### SET PROBLEM:
Count the lines below that contain the string "earring", and reply with the number only.

### RECORDS SUPPLIED:
□ □ □ □ □ □ □

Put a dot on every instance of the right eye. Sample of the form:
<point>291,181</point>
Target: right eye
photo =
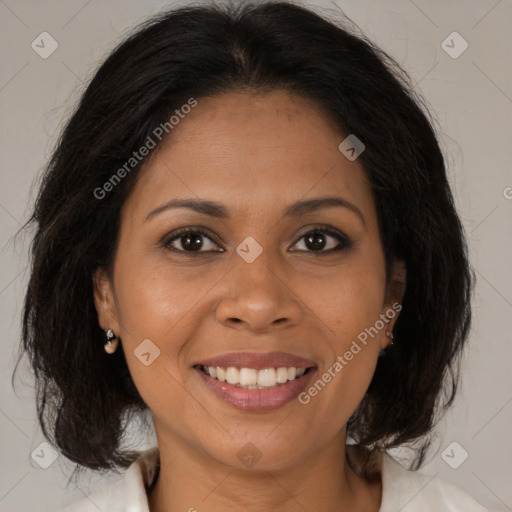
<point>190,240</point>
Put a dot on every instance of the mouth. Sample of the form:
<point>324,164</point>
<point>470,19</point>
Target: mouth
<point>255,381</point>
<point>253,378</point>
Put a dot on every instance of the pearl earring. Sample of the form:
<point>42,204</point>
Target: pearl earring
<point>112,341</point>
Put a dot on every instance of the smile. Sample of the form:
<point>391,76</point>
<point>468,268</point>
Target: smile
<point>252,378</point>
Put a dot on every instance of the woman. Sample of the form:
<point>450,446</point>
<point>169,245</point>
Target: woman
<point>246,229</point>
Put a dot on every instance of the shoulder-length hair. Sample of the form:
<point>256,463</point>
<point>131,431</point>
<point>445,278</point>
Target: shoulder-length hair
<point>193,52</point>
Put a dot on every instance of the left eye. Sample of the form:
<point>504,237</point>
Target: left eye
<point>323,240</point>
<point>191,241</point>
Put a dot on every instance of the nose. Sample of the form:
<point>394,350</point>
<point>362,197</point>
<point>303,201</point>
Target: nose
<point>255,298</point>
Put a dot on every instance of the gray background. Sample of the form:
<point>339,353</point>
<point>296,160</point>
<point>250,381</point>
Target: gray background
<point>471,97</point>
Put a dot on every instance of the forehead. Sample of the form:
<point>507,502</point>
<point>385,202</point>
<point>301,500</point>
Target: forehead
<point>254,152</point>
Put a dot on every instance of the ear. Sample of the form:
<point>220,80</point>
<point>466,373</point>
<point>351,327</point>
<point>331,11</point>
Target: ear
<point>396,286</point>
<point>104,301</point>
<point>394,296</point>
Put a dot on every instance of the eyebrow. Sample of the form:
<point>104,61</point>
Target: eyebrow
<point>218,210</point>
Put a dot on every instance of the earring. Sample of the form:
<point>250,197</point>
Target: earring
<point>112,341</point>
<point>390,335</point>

□ □ □ □ □ □ □

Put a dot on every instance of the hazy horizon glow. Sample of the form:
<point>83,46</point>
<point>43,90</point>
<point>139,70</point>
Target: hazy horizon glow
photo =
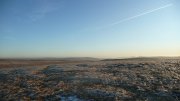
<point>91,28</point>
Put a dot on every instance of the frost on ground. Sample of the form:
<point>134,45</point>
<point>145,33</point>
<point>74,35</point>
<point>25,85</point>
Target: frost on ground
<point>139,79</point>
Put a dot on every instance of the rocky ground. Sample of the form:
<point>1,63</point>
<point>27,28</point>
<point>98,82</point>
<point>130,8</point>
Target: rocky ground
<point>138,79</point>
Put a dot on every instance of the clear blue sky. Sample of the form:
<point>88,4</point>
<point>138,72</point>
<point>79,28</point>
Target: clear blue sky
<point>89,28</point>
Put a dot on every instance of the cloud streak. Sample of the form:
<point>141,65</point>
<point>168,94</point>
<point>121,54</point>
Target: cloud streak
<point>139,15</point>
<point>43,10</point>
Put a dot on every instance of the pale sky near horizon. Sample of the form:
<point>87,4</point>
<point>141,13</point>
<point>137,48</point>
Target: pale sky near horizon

□ □ □ □ □ □ □

### SOLUTION TO THIS TASK:
4